[Image-grounded pointing data]
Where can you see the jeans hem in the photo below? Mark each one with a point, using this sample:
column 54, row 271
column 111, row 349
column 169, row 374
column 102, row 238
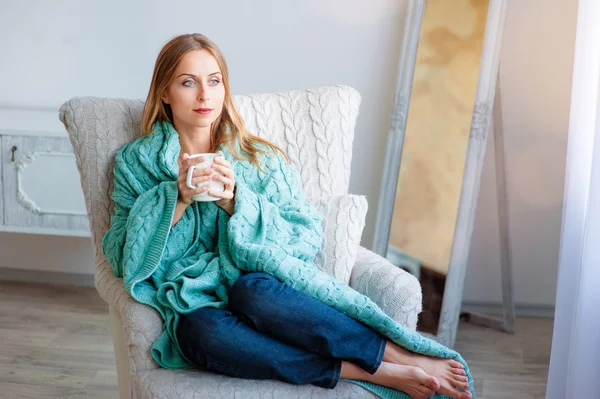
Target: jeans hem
column 336, row 374
column 379, row 358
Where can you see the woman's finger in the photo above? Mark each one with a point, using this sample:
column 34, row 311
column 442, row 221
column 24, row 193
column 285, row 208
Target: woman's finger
column 200, row 179
column 221, row 194
column 228, row 172
column 222, row 161
column 225, row 180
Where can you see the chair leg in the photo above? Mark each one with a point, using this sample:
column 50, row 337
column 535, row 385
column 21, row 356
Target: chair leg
column 121, row 355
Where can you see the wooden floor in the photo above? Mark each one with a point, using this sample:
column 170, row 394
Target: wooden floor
column 55, row 342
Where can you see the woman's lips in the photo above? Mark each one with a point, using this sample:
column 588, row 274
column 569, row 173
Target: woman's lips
column 203, row 111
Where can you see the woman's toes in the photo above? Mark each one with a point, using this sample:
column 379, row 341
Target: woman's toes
column 426, row 393
column 465, row 395
column 461, row 382
column 456, row 364
column 432, row 383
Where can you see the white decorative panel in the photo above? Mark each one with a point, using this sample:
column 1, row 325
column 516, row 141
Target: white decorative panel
column 41, row 185
column 48, row 182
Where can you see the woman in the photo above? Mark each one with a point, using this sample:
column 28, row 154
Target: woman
column 265, row 329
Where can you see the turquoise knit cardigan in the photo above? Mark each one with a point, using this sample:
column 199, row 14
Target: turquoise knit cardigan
column 194, row 263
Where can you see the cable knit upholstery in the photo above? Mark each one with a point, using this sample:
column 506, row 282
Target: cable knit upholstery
column 315, row 127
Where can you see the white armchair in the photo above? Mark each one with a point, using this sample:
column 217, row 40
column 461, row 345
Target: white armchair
column 316, row 129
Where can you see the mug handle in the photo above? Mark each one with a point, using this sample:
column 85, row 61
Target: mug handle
column 188, row 181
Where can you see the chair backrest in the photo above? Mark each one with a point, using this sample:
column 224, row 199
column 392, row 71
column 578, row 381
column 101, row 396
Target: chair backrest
column 315, row 127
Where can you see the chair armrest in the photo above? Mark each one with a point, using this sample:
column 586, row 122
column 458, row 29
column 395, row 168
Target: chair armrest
column 395, row 291
column 142, row 324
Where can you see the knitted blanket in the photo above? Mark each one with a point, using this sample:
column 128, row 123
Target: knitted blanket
column 193, row 264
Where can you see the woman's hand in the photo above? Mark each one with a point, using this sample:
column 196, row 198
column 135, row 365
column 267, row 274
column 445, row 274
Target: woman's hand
column 226, row 176
column 199, row 175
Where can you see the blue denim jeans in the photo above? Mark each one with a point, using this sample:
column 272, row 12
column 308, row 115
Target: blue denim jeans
column 273, row 331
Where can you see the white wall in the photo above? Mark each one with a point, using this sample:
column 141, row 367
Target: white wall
column 107, row 48
column 536, row 70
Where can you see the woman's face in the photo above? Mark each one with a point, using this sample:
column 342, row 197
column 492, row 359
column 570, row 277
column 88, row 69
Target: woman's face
column 196, row 92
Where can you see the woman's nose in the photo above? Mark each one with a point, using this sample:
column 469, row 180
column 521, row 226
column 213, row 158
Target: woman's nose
column 202, row 93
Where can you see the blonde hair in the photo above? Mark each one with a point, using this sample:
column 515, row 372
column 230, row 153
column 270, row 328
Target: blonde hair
column 230, row 121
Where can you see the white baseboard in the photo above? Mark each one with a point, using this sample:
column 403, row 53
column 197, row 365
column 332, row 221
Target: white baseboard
column 521, row 310
column 46, row 277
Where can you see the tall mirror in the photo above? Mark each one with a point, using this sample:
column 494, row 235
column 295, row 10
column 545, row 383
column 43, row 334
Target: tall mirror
column 434, row 158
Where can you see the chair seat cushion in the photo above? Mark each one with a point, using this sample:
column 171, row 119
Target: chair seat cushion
column 196, row 384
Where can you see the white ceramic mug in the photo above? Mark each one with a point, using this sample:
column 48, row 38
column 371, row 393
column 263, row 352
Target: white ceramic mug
column 214, row 184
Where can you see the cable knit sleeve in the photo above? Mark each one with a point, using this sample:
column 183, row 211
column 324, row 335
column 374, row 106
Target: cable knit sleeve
column 129, row 234
column 271, row 214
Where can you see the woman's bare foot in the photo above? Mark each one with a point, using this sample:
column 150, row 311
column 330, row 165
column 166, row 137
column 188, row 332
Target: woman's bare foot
column 412, row 380
column 450, row 373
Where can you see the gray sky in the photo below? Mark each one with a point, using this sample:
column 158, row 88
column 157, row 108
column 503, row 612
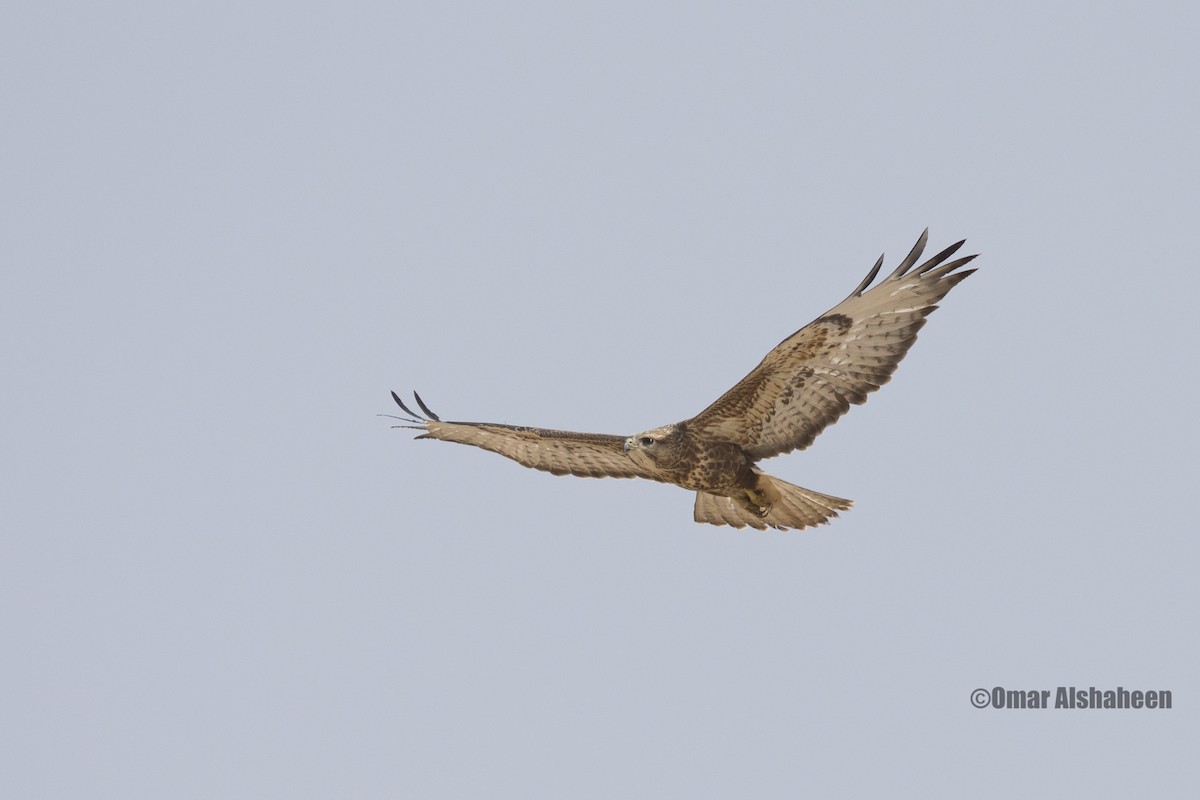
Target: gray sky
column 229, row 229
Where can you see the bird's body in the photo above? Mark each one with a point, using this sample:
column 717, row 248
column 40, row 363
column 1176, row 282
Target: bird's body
column 803, row 385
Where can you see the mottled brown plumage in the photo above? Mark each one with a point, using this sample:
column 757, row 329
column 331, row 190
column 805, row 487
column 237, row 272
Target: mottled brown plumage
column 803, row 385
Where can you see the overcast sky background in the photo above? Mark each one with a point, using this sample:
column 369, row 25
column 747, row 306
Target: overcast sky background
column 228, row 229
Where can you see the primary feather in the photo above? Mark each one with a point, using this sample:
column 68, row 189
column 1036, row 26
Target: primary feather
column 801, row 388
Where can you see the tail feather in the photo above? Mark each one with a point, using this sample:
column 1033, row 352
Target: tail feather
column 790, row 506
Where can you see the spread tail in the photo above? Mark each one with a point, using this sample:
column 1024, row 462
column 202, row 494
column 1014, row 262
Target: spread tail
column 778, row 504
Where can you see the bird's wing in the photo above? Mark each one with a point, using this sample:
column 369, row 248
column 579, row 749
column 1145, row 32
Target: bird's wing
column 811, row 378
column 561, row 452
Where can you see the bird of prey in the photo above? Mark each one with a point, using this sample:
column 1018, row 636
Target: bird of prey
column 807, row 383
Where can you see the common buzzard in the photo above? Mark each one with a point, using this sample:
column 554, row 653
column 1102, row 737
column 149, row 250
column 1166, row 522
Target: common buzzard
column 802, row 386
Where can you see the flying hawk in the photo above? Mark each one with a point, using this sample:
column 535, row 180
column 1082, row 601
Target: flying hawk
column 803, row 385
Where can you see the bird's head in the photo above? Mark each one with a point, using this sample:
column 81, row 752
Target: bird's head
column 655, row 447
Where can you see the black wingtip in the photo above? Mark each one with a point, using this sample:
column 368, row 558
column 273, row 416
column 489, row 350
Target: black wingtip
column 426, row 408
column 401, row 404
column 867, row 281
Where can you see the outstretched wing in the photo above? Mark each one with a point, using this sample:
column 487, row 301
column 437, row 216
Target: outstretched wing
column 811, row 378
column 562, row 452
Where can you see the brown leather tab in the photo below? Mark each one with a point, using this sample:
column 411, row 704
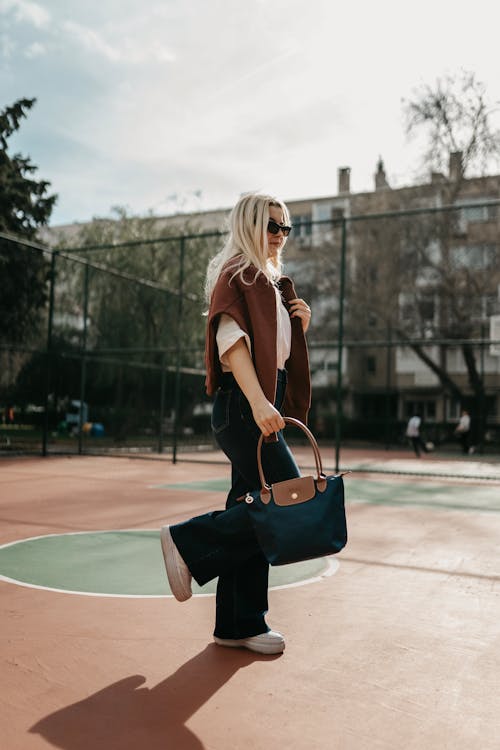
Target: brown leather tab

#### [Task statement]
The result is a copy of every line above where the word "leather" shows up.

#### [Exercise result]
Where can you see the brown leather tab in the photo below? Mark each one with a point, using this sample:
Target: brown leather tab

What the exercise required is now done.